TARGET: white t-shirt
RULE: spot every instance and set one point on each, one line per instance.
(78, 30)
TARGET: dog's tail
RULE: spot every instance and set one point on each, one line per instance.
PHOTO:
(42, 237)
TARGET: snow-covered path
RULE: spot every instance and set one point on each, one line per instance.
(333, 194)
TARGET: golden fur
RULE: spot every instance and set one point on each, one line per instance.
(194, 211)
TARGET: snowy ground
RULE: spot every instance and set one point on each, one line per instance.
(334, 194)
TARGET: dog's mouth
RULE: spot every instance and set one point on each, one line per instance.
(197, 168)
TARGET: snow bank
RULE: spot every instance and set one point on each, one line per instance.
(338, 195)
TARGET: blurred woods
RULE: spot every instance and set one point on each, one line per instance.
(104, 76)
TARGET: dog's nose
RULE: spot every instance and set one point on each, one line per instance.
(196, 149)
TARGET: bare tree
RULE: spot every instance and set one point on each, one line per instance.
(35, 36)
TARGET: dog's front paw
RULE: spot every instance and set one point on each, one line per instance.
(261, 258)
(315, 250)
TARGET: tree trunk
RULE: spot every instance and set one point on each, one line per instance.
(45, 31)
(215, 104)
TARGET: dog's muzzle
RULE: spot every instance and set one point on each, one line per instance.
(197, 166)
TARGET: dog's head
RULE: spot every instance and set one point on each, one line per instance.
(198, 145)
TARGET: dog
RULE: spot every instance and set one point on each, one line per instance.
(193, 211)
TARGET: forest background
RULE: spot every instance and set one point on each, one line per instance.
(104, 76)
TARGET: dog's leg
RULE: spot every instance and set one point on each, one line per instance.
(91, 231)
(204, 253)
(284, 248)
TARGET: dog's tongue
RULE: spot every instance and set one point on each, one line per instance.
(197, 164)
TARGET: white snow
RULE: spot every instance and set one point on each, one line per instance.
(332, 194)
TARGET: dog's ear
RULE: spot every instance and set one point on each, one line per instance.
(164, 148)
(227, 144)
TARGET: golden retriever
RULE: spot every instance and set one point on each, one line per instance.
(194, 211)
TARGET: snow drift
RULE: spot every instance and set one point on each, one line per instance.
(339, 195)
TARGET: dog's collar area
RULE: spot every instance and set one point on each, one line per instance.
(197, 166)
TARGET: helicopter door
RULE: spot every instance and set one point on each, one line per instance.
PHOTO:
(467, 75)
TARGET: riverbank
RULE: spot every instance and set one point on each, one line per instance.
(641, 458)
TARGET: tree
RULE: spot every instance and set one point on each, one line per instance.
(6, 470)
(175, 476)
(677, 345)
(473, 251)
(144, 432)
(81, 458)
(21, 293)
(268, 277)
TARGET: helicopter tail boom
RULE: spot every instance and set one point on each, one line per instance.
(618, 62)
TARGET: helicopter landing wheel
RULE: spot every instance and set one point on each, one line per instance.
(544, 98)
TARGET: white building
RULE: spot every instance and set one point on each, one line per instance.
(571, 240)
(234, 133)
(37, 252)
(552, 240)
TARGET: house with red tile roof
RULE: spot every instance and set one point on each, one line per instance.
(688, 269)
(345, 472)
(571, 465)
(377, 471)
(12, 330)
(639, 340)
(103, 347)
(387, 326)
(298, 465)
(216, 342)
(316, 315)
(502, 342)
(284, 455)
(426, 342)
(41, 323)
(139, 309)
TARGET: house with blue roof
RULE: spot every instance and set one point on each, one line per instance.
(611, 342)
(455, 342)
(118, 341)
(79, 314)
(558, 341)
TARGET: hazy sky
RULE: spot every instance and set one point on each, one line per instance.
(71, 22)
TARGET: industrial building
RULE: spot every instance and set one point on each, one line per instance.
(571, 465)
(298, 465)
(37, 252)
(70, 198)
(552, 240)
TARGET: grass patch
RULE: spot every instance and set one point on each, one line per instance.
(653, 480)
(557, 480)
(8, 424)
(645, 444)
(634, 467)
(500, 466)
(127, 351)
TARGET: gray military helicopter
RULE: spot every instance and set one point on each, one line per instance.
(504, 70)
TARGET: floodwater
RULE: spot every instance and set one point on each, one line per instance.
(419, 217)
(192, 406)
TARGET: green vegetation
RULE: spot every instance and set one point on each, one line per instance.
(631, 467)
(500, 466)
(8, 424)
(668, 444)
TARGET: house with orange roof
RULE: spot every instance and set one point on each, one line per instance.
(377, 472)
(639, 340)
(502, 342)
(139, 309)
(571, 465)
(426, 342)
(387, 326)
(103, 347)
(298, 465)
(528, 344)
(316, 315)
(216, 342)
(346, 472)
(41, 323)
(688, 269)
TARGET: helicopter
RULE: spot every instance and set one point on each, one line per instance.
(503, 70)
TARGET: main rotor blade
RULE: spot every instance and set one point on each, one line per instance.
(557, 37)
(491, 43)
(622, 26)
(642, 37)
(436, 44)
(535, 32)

▶ [Your objective] All lines above in which the word "helicopter" occurs should be identified and copied.

▶ [Output of the task]
TARGET: helicopter door
TARGET: helicopter tail boom
TARGET: helicopter landing wheel
TARGET: gray military helicopter
TARGET: helicopter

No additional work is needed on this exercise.